**TEXTE EXTRAIT:**
•••
Cette Déclaration a entériné le principe que les êtres humains ne peuvent plus être traités devant la loi comme de simples jouets des puissants ni dans les affaires publiques comme des sujets de l’autorité, mais qu’ils possèdent une valeur inhérente et qu’ils doivent pouvoir vivre en fonction des priorités qu’ils se sont fixées, dans la limite du respect des droits d’autrui. La ratification de la Déclaration Universelle des Droits de l’Homme a symbolisé le triomphe de l’humanisme au lendemain de la guerre la plus destructrice de l’histoire de l’humanité, à mi-parcours d’un siècle qui en était déjà le plus destructeur.

 

Même si l’application de ces principes depuis 1948 reste partielle et imparfaite, la Déclaration Universelle des Droits de l’Homme a amorcé une ère nouvelle de moralité et de réflexion humaine, dans laquelle la compassion, la justice et les droits de l’individu l’ont finalement emporté sur la dictature des puissants.

 

À l’occasion du 10 décembre, nous saluons la vision des artisans de la Déclaration des Droits de l’Homme et les efforts de tous ceux qui se sont investis pour faire de cet idéal une réalité. Nous reconnaissons qu’il est du devoir de chacun d’entre nous de dénoncer et de vaincre la violation des Droits de l’Homme dans le monde. Mais nous considérons également que le plus grand hommage qui puisse être rendu à l’idéalisme de 1948 est de reconnaître les limites de nos propres idéaux et de chercher à construire la moralité de notre avenir dans le même esprit que celui qui animait en leur temps les artisans de la Déclaration des Droits de l’Homme.

 

Nous croyons que l’avenir n’appelle pas à se retrancher derrière les idéaux de 1948 ni à les consolider, mais plutôt à aller plus loin. Plus précisément, nous pensons qu’il est temps de reconnaître l’obligation morale d’inclure les animaux non humains dans la sphère de protection énoncée par la Déclaration. L’espèce humaine sait depuis longtemps que les animaux ne sont pas les instruments de ses désirs ni de sa volonté et que le fait qu’ils soient capables d’éprouver plaisir et douleur, joie et souffrance, nous oblige à reconnaître que des limites éthiques doivent être posées, au même titre que pour les humains, à la façon dont nous traitons les non humains.
•••
[Éléments d'un jeu de données]
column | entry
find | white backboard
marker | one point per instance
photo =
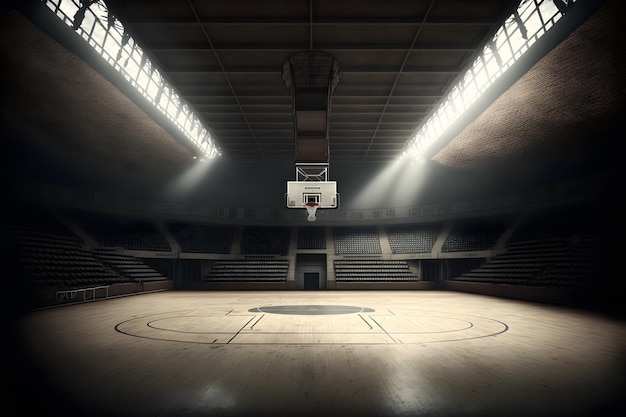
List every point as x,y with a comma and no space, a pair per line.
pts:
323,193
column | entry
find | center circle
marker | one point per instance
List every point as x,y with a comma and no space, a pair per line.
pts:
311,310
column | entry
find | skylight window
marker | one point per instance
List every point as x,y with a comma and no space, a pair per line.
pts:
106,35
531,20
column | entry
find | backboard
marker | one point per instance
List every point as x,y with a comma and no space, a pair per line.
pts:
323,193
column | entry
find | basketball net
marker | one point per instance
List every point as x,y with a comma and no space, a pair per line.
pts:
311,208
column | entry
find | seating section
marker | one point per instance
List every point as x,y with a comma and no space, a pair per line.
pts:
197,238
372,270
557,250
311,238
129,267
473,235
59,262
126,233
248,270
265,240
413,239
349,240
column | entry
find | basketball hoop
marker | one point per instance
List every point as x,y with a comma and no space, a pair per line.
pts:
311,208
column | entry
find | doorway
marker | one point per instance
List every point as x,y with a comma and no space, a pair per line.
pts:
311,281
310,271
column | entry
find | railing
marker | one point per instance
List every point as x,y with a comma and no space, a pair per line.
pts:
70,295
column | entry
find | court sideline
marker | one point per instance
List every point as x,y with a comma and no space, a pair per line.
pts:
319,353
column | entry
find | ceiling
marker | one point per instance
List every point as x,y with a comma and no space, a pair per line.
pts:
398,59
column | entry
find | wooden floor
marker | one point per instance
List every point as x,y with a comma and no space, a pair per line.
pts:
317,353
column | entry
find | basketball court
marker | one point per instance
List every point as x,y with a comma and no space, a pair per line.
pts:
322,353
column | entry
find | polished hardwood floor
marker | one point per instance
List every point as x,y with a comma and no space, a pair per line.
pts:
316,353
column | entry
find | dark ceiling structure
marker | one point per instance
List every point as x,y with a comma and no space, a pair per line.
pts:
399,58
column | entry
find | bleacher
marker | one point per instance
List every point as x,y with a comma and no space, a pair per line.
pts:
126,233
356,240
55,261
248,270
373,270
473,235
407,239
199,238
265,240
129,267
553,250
•••
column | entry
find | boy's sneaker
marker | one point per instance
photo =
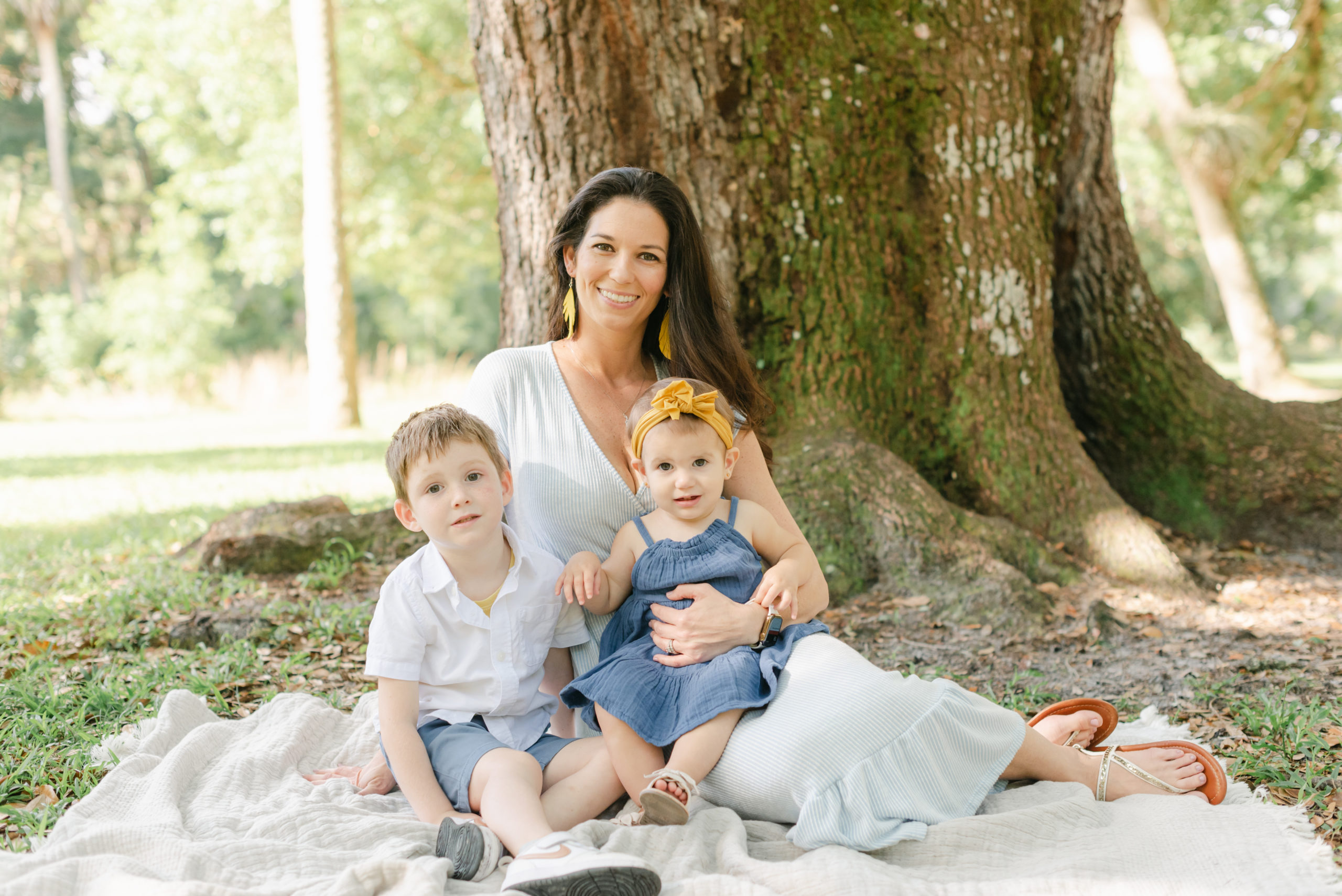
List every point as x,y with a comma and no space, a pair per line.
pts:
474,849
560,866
•••
**TÂCHES À RÉALISER:**
1. Selon le texte sur la Déclaration des Droits de l'Homme, qui faut-il désormais inclure dans la sphère de protection énoncée par la Déclaration ?
2. Recopiez, s'il vous plaît, le passage du texte sur la Déclaration des Droits de l'Homme qui commence par "Même si l’application" et se poursuit jusqu'à "dictature des puissants.".

**CORRIGÉ DES EXERCICES:**
1. Les animaux non humains.

2.
Même si l’application de ces principes depuis 1948 reste partielle et imparfaite, la Déclaration Universelle des Droits de l’Homme a amorcé une ère nouvelle de moralité et de réflexion humaine, dans laquelle la compassion, la justice et les droits de l’individu l’ont finalement emporté sur la dictature des puissants.